■ **Brief**:
Say how many lines of the material include "white". Give the number without any other text.

■ **Data under study**:
_ _ _ _ _
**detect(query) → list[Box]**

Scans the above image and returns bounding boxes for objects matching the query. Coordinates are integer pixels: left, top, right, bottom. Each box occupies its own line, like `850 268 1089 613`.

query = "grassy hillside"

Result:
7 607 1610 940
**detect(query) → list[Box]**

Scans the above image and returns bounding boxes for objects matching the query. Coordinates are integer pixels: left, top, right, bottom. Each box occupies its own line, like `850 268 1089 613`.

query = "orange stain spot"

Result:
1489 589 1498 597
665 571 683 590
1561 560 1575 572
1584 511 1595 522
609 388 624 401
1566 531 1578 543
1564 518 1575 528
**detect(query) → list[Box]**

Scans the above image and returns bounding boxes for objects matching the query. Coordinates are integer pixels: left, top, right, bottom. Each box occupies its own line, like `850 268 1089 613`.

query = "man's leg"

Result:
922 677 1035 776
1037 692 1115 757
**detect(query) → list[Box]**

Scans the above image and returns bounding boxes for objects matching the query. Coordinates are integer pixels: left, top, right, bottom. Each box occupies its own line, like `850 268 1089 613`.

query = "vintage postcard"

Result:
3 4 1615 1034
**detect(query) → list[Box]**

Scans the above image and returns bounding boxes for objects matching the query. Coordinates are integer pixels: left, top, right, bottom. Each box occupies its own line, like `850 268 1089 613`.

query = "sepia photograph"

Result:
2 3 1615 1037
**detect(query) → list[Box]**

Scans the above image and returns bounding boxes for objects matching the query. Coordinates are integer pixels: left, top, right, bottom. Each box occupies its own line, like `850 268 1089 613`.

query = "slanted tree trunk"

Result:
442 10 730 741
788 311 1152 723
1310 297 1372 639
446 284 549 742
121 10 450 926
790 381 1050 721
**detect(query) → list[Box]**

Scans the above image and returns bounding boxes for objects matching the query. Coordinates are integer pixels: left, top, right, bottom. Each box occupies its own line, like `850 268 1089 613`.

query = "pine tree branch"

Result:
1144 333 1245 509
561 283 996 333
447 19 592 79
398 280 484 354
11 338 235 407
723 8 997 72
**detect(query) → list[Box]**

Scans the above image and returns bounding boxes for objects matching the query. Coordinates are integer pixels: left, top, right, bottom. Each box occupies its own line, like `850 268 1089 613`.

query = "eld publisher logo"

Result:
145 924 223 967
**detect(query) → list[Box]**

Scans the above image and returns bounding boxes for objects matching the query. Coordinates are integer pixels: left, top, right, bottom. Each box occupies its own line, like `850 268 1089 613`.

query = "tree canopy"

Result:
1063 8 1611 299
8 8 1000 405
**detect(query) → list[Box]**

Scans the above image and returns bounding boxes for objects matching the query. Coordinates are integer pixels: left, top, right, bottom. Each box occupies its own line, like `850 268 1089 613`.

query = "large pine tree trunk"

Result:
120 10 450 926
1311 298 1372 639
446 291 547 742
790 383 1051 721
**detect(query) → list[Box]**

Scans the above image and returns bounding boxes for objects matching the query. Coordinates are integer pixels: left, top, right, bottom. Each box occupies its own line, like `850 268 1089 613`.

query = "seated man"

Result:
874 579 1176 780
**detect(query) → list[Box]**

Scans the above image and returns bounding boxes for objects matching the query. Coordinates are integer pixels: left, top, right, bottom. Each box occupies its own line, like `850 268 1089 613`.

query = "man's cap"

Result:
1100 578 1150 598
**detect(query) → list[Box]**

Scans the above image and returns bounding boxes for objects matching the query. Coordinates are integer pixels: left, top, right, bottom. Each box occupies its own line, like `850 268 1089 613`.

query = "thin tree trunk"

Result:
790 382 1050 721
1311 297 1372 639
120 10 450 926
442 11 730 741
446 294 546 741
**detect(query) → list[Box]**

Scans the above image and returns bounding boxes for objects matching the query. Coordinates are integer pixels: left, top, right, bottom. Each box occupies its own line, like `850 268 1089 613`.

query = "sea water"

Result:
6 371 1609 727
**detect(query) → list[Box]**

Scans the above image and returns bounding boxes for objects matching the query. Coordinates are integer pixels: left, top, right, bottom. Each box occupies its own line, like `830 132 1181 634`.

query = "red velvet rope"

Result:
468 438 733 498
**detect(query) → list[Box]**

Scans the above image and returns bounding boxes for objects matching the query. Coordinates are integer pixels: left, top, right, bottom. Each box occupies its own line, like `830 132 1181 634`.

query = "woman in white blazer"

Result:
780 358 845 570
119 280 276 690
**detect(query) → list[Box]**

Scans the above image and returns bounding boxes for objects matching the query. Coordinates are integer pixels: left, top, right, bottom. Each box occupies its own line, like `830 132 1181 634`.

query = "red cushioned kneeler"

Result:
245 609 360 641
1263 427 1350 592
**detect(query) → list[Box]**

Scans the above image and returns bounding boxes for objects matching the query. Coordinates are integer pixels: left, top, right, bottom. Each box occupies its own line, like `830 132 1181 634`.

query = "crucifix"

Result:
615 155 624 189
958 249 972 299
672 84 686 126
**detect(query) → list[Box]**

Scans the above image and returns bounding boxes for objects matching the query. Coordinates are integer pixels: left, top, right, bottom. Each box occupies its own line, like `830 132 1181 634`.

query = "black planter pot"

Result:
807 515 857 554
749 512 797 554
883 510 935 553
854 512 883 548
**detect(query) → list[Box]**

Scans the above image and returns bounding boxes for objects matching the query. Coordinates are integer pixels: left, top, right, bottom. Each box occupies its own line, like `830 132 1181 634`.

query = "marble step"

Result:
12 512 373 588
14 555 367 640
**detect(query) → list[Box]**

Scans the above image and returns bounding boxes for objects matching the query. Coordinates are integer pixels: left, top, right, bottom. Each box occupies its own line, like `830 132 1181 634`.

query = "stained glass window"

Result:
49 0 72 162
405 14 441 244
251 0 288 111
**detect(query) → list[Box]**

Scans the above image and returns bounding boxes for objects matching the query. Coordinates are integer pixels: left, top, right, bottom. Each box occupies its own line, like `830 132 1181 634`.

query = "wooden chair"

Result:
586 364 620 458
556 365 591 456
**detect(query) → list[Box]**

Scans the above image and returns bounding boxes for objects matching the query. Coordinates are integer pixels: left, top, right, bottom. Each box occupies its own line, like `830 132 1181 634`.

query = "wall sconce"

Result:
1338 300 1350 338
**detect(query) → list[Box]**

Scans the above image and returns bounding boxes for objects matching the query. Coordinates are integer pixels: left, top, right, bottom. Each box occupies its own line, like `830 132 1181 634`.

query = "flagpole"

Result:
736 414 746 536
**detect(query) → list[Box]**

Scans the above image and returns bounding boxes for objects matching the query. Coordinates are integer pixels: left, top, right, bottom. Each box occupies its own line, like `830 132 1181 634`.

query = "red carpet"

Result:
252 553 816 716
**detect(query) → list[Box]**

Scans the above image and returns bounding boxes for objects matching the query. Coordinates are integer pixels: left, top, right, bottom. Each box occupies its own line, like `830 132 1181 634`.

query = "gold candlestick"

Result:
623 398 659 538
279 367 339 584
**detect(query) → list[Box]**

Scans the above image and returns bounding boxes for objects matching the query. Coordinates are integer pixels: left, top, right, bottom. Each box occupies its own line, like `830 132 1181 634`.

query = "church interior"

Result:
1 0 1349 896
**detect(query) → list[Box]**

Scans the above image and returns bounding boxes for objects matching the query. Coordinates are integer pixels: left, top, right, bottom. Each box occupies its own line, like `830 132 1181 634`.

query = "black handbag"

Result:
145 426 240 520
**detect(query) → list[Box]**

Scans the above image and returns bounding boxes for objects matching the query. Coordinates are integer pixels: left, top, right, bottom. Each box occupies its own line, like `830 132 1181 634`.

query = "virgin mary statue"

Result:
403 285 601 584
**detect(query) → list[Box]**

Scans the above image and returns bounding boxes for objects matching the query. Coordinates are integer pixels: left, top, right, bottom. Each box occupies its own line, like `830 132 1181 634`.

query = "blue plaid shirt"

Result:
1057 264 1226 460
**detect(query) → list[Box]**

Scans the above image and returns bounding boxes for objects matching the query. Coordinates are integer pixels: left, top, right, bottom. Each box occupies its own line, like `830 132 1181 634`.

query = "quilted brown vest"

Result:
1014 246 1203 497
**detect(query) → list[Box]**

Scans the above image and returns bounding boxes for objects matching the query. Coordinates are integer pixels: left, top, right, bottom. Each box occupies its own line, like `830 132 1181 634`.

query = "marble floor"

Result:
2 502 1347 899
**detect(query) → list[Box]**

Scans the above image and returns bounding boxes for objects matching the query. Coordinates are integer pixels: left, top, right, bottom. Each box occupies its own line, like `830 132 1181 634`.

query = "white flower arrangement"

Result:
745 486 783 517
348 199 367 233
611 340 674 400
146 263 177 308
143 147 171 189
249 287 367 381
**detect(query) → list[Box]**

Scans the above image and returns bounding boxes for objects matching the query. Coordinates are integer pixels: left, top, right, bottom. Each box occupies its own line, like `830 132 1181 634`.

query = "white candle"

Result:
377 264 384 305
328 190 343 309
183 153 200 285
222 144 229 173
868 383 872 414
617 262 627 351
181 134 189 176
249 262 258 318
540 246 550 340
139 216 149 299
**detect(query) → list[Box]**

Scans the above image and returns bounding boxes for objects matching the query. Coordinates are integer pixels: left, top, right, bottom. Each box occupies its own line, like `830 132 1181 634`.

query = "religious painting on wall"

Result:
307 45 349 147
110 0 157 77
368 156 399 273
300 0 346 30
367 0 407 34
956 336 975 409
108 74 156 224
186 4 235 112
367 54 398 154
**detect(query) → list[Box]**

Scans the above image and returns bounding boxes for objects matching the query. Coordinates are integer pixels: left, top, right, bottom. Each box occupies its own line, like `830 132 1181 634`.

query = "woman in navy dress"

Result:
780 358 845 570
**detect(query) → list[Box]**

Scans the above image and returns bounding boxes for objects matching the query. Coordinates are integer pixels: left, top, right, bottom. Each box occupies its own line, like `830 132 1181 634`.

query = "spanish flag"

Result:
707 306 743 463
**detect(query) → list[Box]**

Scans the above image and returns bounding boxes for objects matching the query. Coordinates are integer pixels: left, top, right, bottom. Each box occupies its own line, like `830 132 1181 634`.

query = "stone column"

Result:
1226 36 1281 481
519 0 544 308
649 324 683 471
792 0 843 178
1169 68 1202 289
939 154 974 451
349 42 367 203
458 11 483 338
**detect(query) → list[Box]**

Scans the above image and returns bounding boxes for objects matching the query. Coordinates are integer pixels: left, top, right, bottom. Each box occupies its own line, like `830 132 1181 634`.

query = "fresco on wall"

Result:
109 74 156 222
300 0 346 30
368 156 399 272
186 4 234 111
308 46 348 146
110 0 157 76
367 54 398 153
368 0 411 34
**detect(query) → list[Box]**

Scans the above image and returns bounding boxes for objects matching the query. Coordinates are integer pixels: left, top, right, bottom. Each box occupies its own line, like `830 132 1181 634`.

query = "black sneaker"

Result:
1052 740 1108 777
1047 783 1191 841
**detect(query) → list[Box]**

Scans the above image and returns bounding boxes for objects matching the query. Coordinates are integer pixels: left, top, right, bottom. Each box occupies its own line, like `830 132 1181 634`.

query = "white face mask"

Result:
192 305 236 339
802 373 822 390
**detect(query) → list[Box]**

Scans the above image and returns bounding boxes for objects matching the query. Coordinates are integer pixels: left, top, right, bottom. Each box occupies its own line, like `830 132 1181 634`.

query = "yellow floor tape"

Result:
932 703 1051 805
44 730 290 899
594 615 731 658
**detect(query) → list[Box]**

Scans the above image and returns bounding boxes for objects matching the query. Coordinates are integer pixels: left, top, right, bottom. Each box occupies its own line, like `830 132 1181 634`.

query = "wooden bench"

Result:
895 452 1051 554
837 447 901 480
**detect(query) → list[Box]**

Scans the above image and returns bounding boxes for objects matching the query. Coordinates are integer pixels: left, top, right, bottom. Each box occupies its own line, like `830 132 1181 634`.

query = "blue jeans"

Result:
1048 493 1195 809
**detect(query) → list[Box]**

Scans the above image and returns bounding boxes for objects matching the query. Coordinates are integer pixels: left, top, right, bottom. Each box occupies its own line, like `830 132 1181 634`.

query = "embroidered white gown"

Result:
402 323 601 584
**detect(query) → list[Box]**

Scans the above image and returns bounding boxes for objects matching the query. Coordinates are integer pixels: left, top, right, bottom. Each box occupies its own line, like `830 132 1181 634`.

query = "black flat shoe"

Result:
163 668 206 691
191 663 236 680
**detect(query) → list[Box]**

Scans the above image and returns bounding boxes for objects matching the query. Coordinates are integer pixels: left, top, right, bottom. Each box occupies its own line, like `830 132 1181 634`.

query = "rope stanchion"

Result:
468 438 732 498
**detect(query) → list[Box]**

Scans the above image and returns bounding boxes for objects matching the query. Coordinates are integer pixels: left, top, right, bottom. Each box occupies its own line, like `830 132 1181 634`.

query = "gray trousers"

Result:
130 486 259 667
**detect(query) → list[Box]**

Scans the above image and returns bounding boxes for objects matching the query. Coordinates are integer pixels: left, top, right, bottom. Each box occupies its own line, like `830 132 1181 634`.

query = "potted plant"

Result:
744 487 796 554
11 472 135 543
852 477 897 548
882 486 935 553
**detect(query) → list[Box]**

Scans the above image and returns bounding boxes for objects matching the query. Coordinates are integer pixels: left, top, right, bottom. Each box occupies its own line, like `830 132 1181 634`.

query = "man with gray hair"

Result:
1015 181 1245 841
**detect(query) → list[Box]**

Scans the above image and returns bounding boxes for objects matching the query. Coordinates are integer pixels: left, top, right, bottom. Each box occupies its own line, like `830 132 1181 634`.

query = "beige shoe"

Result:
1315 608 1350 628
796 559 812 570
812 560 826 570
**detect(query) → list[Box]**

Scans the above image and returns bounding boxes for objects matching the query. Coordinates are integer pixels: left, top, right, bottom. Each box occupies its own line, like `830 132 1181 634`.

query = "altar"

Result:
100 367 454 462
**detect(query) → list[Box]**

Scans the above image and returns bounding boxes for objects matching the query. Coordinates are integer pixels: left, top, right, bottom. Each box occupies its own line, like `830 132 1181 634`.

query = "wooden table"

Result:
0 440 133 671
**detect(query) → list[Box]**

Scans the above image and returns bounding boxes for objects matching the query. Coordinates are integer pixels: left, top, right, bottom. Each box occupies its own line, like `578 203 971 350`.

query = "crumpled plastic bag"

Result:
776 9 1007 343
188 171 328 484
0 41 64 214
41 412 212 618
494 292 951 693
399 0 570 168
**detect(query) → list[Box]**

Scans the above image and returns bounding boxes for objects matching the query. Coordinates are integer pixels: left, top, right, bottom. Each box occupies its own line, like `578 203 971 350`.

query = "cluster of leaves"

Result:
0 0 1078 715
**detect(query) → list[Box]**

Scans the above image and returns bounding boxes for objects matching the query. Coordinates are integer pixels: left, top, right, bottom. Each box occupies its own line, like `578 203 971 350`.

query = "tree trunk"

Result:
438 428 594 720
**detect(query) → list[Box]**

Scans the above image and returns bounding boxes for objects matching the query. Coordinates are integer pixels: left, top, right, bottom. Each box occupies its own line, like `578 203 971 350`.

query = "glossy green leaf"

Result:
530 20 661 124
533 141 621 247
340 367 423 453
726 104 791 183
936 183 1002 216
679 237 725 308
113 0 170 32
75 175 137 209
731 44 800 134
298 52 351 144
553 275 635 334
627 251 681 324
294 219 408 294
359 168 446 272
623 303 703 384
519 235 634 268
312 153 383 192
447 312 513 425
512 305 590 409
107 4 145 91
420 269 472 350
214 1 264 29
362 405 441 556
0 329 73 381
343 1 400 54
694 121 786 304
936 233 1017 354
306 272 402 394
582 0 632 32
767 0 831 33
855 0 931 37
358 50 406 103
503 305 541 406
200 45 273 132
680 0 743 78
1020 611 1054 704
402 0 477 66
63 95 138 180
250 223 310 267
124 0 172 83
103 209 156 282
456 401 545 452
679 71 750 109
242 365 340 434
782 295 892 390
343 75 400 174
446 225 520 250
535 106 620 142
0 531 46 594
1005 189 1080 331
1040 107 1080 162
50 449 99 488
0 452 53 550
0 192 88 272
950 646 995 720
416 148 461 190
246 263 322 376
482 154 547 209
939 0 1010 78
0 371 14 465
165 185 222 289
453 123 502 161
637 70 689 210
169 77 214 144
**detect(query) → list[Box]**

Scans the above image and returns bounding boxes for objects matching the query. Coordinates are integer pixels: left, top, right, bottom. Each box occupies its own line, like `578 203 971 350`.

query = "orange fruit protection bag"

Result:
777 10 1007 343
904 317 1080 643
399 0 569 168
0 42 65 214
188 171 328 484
_ _ _ _ _
■ **Answer**:
5